Jacob engendró a José, el esposo de María, de la cual nació Jesús, llamado Cristo.
El nacimiento de Jesucristo fue de esta manera: María, su madre, estaba desposada con José y, antes de vivir juntos, resultó que ella esperaba un hijo por obra del Espíritu Santo. José, su esposo, que era justo y no quería denunciarla, decidió repudiarla en secreto. Pero, apenas había tomado esta resolución, se le apareció en sueños un ángel del Señor que le dijo: «José, hijo de David, no tengas reparo en llevarte a María, tu mujer, porque la criatura que hay en ella viene del Espíritu Santo. Dará a luz un hijo, y tú le pondrás por nombre Jesús, porque él salvará a su pueblo de los pecados.»
Cuando José se despertó, hizo lo que le había mandado el ángel del Señor.

Entradas de señalamiento de objetos etiquetados:
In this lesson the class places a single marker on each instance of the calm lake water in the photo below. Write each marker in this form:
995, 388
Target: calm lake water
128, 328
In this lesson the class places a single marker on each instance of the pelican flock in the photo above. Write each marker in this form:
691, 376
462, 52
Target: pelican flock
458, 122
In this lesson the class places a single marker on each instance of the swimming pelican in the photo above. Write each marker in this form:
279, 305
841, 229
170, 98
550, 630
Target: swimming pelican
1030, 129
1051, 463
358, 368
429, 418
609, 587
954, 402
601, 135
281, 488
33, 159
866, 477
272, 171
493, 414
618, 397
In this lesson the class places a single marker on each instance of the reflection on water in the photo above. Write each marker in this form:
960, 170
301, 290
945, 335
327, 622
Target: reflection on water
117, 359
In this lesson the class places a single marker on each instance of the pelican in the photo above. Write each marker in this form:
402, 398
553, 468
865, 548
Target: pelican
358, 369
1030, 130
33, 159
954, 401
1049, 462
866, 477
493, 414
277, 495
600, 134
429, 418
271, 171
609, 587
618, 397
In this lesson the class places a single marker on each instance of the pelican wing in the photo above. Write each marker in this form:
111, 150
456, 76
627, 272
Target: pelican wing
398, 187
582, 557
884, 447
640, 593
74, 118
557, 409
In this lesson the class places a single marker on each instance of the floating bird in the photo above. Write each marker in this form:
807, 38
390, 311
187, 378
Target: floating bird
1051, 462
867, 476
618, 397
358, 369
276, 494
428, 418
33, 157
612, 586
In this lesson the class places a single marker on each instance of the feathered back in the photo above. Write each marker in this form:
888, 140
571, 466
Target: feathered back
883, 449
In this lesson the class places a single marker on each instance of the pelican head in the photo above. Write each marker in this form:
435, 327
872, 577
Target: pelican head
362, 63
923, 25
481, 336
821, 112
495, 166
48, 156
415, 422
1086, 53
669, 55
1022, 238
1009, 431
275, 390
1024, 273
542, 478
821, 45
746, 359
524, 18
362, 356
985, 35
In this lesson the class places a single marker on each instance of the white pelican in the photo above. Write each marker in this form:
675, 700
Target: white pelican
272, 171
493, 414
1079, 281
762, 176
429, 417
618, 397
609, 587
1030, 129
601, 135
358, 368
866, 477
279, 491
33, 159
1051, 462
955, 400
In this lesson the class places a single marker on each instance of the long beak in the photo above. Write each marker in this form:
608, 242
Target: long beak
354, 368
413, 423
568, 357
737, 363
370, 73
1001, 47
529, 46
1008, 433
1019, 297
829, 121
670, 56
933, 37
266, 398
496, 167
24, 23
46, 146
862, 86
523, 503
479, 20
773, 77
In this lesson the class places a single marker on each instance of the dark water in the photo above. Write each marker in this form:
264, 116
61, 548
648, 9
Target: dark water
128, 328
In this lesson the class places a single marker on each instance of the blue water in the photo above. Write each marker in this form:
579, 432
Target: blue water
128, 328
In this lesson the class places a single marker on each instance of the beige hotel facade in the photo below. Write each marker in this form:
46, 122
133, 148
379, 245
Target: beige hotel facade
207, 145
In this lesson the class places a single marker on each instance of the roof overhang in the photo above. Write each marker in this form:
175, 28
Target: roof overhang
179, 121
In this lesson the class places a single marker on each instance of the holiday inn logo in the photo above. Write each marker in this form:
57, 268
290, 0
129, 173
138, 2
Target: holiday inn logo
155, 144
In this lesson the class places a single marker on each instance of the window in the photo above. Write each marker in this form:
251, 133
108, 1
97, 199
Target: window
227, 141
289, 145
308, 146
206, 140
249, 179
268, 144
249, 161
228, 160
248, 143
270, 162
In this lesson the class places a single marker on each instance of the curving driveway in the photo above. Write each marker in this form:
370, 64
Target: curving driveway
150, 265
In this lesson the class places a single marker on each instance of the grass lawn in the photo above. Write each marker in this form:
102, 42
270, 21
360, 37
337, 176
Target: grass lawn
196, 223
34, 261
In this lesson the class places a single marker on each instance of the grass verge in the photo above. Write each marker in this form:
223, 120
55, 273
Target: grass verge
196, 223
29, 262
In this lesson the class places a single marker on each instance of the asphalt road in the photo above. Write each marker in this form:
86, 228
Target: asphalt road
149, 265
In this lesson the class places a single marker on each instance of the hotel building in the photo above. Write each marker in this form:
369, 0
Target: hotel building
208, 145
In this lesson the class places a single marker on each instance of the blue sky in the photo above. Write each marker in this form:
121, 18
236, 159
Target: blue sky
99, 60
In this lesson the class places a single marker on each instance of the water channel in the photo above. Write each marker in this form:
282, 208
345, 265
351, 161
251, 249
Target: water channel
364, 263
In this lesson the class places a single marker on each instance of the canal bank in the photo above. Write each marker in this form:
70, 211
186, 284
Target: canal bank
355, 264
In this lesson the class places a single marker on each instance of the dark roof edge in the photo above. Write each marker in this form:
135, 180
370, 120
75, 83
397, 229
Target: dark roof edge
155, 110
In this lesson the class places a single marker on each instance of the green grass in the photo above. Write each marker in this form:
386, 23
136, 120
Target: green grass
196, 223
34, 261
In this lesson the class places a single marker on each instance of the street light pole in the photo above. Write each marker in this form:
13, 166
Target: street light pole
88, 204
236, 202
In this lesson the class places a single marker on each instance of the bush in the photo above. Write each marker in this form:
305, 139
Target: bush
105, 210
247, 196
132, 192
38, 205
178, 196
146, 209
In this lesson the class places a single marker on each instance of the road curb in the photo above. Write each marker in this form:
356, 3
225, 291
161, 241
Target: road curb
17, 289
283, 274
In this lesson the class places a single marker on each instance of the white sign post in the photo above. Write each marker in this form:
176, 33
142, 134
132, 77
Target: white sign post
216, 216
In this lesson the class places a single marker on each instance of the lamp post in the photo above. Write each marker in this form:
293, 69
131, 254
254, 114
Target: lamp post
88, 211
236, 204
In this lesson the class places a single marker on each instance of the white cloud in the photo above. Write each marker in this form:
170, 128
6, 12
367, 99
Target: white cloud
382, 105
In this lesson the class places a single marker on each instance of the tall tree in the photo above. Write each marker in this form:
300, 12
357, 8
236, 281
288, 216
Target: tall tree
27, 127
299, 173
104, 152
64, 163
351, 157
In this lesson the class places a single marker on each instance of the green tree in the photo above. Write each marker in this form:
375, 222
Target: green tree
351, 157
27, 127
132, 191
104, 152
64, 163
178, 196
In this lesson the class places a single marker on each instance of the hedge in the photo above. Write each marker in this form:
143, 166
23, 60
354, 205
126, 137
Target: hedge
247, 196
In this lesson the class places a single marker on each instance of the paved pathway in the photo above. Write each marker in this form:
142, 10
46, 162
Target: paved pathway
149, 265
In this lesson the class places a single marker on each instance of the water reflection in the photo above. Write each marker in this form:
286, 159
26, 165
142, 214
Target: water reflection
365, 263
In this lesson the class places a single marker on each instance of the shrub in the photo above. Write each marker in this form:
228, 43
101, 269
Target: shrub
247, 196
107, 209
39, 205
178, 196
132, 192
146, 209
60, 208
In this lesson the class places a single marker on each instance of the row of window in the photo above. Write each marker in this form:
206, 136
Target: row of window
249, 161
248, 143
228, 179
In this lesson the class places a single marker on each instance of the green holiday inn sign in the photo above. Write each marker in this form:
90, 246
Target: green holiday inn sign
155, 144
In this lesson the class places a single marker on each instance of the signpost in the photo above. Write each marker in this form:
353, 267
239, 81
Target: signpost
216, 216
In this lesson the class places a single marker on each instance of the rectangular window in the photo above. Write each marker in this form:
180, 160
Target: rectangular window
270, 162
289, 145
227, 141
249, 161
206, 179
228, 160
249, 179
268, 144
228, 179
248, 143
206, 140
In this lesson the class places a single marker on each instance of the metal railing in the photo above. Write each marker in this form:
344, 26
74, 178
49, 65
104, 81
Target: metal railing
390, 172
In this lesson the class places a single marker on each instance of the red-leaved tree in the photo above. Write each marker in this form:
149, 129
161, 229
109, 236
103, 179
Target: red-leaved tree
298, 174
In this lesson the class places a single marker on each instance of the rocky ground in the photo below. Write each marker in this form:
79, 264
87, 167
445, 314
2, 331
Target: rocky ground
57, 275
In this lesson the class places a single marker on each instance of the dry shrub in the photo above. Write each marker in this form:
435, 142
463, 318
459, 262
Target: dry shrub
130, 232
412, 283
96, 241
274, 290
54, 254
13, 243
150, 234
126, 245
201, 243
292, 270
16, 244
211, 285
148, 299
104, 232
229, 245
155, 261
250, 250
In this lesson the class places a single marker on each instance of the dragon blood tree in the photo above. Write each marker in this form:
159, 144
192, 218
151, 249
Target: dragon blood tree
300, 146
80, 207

__Ejercicios__
a) En una a tres oraciones, explica por qué José decidió repudiar a María en secreto, según el texto sobre el nacimiento de Jesús.
b) Transcribe del texto sobre el nacimiento de Jesús el pasaje que empieza en "Jacob engendró a" y termina en "ángel del Señor.".

__Respuestas del ejercicio__
a) José decidió repudiarla en secreto porque era justo y no quería denunciarla.

b)
Jacob engendró a José, el esposo de María, de la cual nació Jesús, llamado Cristo.
El nacimiento de Jesucristo fue de esta manera: María, su madre, estaba desposada con José y, antes de vivir juntos, resultó que ella esperaba un hijo por obra del Espíritu Santo. José, su esposo, que era justo y no quería denunciarla, decidió repudiarla en secreto. Pero, apenas había tomado esta resolución, se le apareció en sueños un ángel del Señor que le dijo: «José, hijo de David, no tengas reparo en llevarte a María, tu mujer, porque la criatura que hay en ella viene del Espíritu Santo. Dará a luz un hijo, y tú le pondrás por nombre Jesús, porque él salvará a su pueblo de los pecados.»
Cuando José se despertó, hizo lo que le había mandado el ángel del Señor.